■ **What needs to be done**
Present every line of the listing below as a numbered list, omitting any blank lines.

--- START OF Supplied information ---

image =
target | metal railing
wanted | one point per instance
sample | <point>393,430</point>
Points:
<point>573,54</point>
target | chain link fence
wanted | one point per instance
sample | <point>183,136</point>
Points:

--- END OF Supplied information ---

■ **The reply**
1. image =
2. target | metal railing
3. wanted | one point per instance
4. sample | <point>393,430</point>
5. Points:
6. <point>573,54</point>
7. target | chain link fence
8. wanted | one point per instance
9. sample | <point>183,136</point>
10. Points:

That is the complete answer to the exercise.